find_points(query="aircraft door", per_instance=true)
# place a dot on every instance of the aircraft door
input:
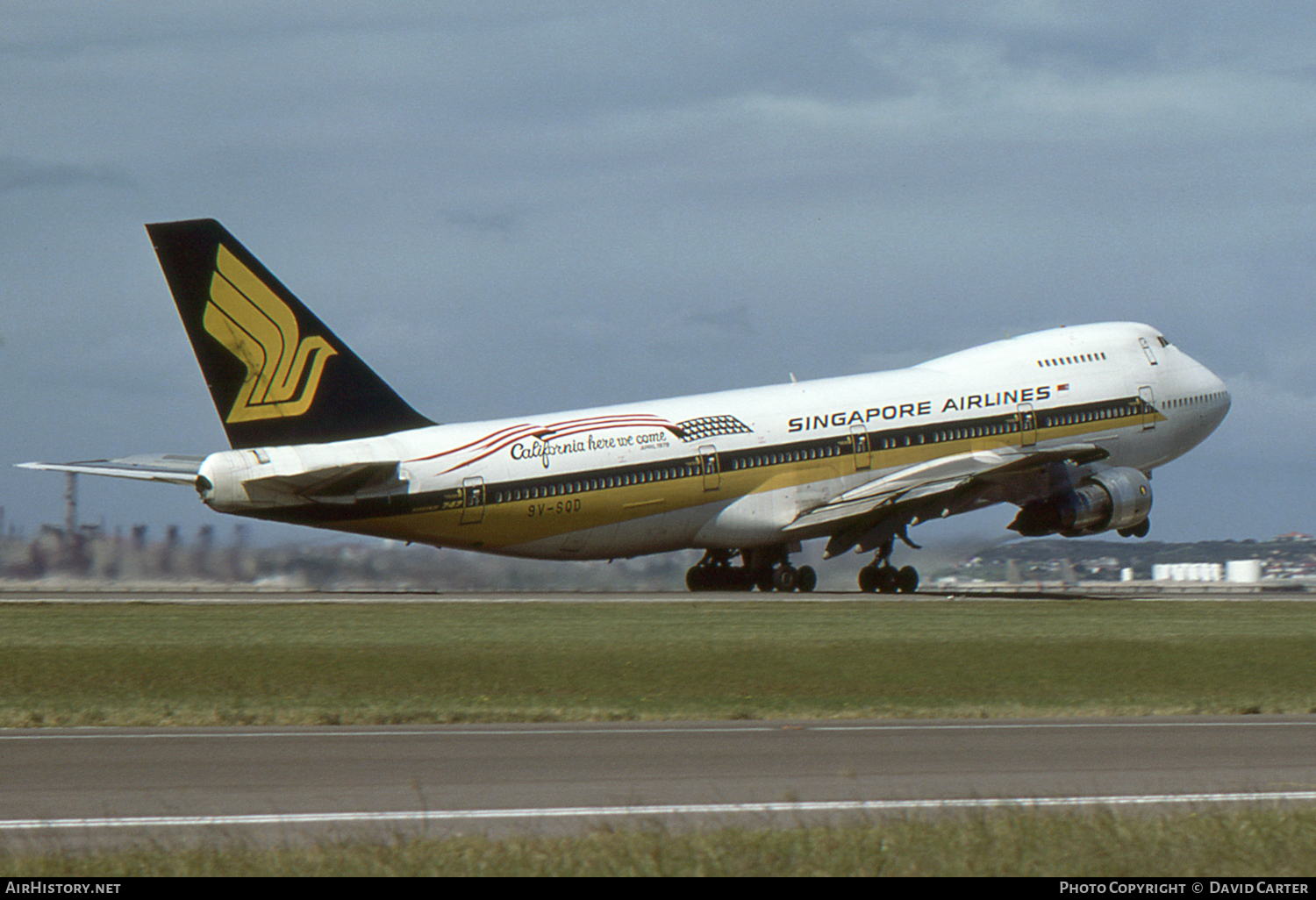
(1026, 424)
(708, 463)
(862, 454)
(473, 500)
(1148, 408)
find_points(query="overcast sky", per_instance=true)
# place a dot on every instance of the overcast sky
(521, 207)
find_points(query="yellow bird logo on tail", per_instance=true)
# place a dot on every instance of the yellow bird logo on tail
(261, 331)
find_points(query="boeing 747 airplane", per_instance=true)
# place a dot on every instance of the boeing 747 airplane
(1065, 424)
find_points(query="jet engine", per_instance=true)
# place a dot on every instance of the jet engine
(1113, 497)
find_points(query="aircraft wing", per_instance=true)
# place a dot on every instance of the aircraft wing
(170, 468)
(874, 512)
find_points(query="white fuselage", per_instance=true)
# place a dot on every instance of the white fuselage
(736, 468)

● ● ● ● ● ● ●

* [Task objective]: With pictures excluded, output the listing above exactly as it stands.

* [Final answer]:
find_points(query="aircraft door", per_instance=true)
# place a dot on every instance of the aircraft door
input:
(1026, 424)
(708, 463)
(862, 454)
(473, 500)
(1148, 408)
find_points(query="overcast sky", per_instance=true)
# place a dot on every instance of the overcast sky
(521, 207)
find_points(query="yellow bird logo on tail", per_instance=true)
# place a dot on every instance of the yellow bird logo on tail
(261, 331)
find_points(query="boeing 747 airplane", per_instance=true)
# place a dot on every instance of the boeing 747 airplane
(1065, 424)
find_points(query="jet engine", per_instance=true)
# place a dot on every instance of the jet engine
(1113, 497)
find_points(query="aircraft wing", per_instance=true)
# place a dot on every instance of the aircraft wing
(170, 468)
(874, 512)
find_points(query="white fuselage", per_instance=true)
# place a dot on every instance of the white fuselage
(736, 468)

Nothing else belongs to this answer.